## Given problem
Count the lines in the data below that contain the string "snowy" and give only that number.

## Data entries
━━━

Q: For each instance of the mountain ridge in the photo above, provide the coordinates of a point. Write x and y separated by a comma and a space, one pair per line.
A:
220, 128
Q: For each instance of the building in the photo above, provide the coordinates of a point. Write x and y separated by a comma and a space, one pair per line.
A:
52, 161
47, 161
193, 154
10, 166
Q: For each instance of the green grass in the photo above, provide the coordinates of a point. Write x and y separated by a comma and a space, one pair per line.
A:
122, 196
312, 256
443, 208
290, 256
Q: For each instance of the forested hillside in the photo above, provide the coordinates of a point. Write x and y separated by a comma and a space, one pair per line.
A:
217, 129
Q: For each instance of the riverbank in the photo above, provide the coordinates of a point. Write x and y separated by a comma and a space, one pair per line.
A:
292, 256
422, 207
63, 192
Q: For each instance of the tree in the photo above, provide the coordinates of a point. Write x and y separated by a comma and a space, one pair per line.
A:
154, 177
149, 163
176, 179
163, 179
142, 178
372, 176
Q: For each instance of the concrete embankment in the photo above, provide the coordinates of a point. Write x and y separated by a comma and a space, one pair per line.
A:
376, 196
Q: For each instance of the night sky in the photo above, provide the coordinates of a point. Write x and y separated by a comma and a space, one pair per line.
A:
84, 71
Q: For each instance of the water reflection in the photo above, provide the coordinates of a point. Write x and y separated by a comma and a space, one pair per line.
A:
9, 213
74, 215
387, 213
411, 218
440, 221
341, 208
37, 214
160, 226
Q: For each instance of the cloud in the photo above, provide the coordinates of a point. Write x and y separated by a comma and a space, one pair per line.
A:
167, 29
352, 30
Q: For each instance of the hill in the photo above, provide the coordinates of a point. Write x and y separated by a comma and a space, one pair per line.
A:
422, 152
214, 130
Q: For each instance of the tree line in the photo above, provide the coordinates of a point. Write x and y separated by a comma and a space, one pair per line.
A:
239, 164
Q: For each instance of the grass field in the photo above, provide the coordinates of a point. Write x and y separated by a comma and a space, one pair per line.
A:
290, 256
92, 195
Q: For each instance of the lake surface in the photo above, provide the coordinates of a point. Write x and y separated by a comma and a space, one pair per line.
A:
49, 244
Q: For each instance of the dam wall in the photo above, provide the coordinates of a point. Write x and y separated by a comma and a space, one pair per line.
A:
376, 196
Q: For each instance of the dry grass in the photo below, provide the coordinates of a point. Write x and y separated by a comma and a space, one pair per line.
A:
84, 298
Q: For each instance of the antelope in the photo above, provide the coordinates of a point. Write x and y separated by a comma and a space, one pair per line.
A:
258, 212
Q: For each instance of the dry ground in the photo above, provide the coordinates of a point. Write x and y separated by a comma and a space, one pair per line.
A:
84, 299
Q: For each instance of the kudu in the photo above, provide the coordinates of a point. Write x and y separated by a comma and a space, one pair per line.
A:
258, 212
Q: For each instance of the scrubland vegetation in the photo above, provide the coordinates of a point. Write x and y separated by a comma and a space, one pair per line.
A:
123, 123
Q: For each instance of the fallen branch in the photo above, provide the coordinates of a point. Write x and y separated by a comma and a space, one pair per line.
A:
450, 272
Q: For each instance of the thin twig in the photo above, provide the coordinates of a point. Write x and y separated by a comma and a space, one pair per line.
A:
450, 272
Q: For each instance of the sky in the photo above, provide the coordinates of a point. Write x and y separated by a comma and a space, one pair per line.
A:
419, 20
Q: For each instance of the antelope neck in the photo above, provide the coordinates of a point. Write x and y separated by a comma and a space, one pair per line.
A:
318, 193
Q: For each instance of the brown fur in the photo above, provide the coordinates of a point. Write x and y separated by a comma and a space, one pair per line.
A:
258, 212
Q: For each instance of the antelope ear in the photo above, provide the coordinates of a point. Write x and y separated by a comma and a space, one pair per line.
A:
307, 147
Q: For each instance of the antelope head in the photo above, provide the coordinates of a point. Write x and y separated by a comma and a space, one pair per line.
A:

━━━

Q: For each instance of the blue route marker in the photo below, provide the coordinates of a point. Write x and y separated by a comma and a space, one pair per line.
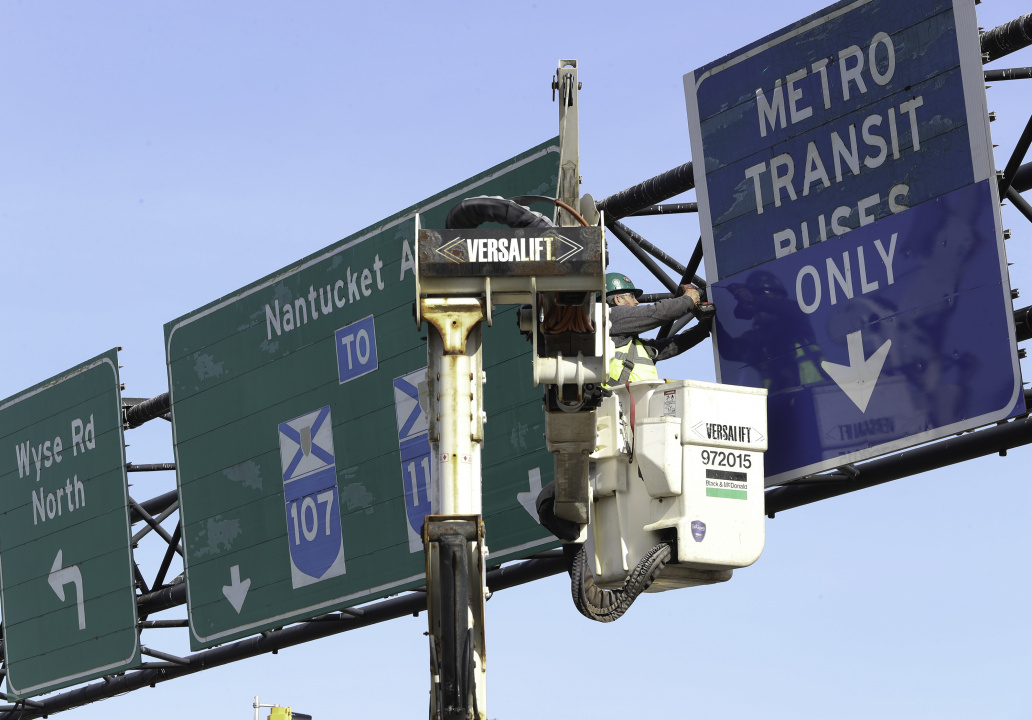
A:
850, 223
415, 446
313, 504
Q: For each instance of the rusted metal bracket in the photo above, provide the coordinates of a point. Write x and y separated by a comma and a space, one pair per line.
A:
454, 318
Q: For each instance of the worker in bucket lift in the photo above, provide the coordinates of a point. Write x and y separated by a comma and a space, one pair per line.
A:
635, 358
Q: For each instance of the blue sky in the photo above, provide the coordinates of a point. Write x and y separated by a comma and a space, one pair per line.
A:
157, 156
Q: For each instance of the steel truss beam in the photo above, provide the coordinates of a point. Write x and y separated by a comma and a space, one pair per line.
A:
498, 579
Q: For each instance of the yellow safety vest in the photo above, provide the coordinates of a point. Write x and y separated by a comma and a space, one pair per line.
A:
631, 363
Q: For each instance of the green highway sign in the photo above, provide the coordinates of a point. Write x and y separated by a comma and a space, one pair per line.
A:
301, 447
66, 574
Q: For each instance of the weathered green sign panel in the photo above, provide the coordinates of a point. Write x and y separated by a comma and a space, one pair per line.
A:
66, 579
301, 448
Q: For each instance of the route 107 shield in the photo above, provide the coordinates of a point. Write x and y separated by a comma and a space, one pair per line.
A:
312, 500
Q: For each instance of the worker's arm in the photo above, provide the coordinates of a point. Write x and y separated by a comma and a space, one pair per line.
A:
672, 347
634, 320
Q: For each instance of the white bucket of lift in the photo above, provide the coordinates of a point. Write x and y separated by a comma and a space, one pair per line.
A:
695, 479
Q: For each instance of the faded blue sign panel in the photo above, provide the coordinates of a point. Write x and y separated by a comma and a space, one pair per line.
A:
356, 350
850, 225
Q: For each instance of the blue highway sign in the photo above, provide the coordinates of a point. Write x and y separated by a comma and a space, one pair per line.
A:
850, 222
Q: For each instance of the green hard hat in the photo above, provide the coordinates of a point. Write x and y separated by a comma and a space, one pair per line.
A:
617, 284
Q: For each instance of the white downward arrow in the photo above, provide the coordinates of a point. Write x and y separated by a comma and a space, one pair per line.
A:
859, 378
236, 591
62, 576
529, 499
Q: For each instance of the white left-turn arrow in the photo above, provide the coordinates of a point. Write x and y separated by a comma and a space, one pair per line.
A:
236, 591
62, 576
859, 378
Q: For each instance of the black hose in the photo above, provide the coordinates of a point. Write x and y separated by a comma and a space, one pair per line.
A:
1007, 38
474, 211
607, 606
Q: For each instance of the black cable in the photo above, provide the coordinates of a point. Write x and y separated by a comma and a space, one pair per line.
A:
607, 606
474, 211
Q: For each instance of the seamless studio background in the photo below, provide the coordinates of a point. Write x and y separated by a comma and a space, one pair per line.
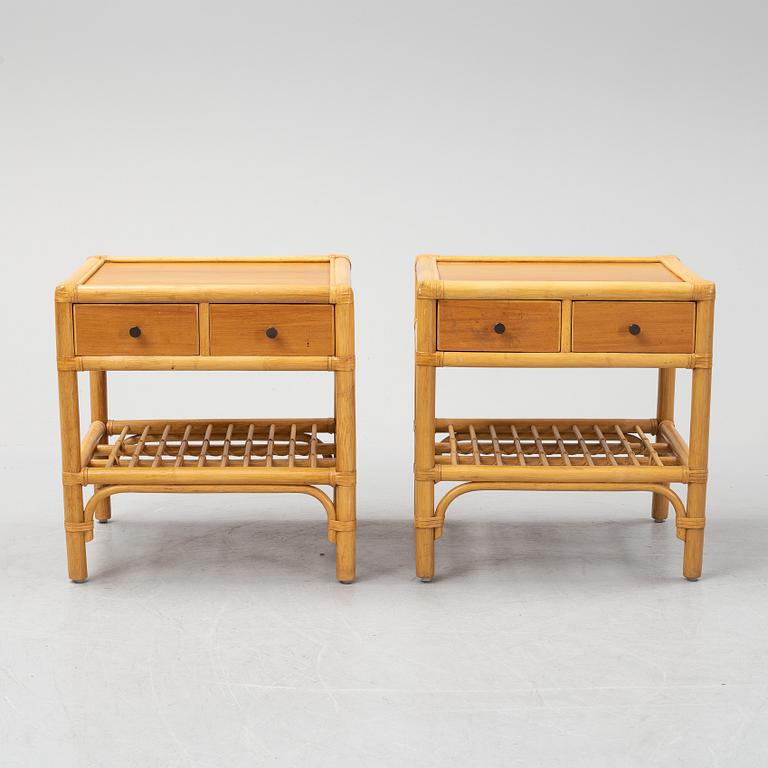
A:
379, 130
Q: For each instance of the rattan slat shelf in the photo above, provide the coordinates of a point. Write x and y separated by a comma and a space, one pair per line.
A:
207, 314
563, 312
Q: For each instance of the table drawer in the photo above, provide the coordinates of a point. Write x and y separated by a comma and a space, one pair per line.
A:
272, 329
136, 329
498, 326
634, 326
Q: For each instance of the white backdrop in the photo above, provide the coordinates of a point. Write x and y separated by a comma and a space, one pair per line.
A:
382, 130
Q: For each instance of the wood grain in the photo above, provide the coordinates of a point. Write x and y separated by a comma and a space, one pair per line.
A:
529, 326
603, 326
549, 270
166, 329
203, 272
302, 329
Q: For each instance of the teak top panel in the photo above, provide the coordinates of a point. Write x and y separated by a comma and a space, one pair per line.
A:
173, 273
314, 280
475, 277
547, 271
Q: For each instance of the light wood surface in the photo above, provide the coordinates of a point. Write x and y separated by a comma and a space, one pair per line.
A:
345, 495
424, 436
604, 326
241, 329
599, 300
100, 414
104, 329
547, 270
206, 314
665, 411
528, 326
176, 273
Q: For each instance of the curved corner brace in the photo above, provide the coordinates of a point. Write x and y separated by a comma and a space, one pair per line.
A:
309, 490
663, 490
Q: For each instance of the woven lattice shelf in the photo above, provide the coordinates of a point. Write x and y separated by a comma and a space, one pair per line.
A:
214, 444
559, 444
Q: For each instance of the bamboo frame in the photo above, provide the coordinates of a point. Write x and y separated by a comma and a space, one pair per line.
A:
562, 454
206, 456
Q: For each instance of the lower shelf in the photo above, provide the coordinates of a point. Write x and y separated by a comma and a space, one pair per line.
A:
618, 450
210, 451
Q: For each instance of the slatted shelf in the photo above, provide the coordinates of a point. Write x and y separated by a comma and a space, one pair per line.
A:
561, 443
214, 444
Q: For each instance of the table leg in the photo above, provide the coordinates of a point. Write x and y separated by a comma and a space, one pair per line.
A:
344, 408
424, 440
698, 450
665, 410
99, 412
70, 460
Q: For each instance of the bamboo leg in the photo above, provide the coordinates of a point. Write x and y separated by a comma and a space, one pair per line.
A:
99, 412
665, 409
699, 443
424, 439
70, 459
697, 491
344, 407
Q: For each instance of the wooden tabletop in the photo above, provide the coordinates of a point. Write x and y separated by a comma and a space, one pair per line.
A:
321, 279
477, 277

━━━

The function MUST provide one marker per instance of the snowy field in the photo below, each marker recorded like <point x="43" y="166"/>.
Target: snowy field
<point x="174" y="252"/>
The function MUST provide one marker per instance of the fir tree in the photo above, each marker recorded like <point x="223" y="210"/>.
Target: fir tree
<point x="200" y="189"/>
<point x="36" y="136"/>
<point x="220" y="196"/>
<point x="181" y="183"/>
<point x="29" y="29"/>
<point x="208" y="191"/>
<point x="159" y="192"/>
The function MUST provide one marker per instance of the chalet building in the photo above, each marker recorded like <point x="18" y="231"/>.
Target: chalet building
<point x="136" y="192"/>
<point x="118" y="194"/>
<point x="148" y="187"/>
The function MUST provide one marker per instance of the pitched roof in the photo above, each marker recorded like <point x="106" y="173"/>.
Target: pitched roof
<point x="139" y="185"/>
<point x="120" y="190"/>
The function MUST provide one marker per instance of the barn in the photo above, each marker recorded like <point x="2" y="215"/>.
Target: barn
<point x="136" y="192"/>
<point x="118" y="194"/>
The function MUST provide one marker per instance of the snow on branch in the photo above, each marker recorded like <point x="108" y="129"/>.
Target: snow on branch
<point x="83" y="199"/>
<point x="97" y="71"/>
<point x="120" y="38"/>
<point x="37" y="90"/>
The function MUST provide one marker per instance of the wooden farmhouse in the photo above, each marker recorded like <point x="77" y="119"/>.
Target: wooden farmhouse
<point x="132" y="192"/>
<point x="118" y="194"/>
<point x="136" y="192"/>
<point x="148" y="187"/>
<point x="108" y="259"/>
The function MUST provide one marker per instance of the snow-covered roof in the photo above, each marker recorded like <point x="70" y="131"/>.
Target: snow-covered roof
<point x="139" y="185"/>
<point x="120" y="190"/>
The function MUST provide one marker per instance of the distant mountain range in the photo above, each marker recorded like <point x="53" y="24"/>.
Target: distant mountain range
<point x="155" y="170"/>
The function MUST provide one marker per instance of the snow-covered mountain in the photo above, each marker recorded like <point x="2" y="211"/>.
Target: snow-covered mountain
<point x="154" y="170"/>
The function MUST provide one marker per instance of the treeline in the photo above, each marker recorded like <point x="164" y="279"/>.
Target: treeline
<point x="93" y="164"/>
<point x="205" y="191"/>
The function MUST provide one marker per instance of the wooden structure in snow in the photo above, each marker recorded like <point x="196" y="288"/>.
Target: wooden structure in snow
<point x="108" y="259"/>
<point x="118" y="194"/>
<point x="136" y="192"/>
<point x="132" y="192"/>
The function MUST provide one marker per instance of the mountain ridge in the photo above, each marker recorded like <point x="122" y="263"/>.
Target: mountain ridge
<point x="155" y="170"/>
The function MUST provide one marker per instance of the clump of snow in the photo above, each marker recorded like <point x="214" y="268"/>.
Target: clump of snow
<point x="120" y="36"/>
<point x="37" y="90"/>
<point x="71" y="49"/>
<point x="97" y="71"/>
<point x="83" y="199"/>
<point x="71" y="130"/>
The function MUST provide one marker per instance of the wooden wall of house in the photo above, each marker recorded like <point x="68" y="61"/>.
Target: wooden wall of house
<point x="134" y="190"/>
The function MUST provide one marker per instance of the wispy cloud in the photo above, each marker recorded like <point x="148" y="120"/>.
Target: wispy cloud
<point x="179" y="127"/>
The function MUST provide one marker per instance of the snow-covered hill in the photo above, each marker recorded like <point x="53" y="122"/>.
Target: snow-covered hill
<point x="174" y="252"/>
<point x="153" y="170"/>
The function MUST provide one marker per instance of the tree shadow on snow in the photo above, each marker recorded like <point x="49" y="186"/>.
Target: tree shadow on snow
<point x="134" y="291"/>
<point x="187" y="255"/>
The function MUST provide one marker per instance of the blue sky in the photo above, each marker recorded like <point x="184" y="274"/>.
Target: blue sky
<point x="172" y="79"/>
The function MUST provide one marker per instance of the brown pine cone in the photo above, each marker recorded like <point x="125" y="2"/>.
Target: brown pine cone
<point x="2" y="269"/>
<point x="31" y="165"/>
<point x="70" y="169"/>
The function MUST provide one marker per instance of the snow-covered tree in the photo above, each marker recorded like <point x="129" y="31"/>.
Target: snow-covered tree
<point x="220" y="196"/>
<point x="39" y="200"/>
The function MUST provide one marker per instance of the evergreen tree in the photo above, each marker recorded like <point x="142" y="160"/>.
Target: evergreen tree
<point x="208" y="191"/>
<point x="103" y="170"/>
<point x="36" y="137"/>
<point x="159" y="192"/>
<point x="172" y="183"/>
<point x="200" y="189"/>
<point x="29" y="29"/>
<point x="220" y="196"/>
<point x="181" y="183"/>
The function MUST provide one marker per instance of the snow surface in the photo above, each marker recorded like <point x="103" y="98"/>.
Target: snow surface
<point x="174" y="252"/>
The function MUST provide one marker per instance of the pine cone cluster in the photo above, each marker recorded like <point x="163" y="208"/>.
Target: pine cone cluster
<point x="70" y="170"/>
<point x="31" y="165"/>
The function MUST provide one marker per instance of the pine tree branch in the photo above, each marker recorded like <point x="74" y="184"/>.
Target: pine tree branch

━━━

## Completed exercise
2